◆ YOUR OBJECTIVE ◆
Filter the listing below, keeping only the lines with the word "size".

◆ TASK INPUTS ◆
[Start of section]

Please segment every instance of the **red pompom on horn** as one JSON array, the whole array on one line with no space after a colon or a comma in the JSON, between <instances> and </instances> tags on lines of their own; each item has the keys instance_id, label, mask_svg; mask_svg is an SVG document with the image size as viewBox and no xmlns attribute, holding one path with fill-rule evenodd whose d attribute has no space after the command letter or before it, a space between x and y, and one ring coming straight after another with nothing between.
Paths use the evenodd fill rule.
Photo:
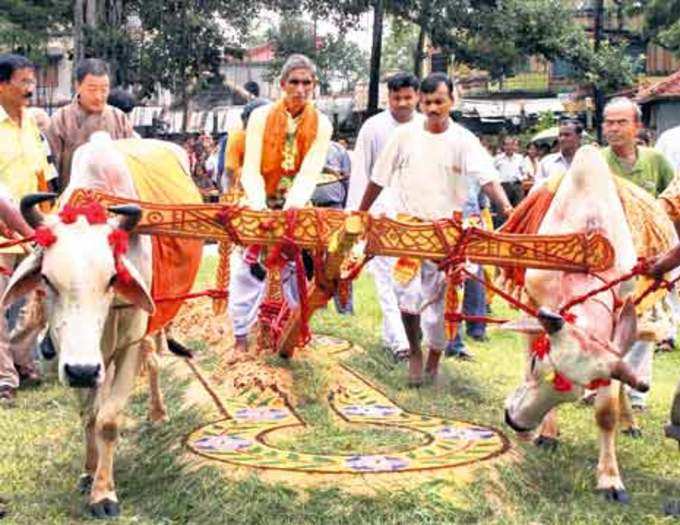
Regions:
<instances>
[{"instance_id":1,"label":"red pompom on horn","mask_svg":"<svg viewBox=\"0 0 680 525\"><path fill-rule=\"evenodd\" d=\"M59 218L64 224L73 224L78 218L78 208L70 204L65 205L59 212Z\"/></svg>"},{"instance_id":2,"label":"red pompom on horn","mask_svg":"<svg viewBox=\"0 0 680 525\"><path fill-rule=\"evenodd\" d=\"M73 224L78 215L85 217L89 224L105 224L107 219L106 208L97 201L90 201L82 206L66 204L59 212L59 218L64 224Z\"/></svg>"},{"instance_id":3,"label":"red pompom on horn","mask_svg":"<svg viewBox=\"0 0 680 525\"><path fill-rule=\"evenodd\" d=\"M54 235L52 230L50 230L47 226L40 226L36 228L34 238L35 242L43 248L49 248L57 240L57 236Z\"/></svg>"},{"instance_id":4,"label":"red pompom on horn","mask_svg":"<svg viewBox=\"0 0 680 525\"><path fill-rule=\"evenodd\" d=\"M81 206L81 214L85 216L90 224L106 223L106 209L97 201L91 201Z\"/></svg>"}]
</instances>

[End of section]
[Start of section]

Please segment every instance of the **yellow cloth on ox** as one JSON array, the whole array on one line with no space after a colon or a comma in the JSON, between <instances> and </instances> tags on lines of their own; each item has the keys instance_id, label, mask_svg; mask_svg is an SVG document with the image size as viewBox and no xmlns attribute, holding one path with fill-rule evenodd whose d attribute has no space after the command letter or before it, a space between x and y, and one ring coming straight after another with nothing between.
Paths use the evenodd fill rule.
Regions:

[End of section]
[Start of section]

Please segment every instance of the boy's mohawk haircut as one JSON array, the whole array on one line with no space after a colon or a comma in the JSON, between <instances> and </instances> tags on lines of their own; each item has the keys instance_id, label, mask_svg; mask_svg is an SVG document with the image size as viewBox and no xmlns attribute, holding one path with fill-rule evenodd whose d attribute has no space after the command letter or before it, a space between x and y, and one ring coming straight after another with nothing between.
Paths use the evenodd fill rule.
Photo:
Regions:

[End of section]

◆ EXERCISE RESPONSE ◆
Please segment every instance of the **red pompom on horn** as one JSON array, the whole array on one line with no space after a colon or a comma in the JSON, between <instances> and </instances> tags on lines of their own; each item has the keys instance_id, label, mask_svg; mask_svg is an SVG document with the image size as viewBox and no xmlns attribute, holding one path with fill-rule evenodd whose d attribute has no space after the command letter or before it, a space between x and y, and one ring coming straight after another with nothing between.
Please segment every instance of the **yellow cloth on ox** as one JSON array, the whole array on one line with no space after a colon or a comma in the JSON, between <instances> and </instances> tags on lines of their own; each item has the keys instance_id, label, mask_svg; mask_svg is an SVG document with the image size as viewBox and no xmlns attribute, holding one path with fill-rule evenodd whose d attribute has no space after the command letter or before it, a space between x and y, and one ring coming straight after another with nothing between.
Please segment every instance of the boy's mohawk haircut as one JSON array, the whole array on one line with no space after a colon or a comma in the JSON, between <instances> and </instances> tags on lines of their own; each item has the keys instance_id, label, mask_svg; mask_svg is an SVG document with the image size as viewBox and no xmlns attribute, holding one path with fill-rule evenodd whose d attribute has no space after the command letter or before it, a space between x and y, and one ring coming straight after another with nothing between.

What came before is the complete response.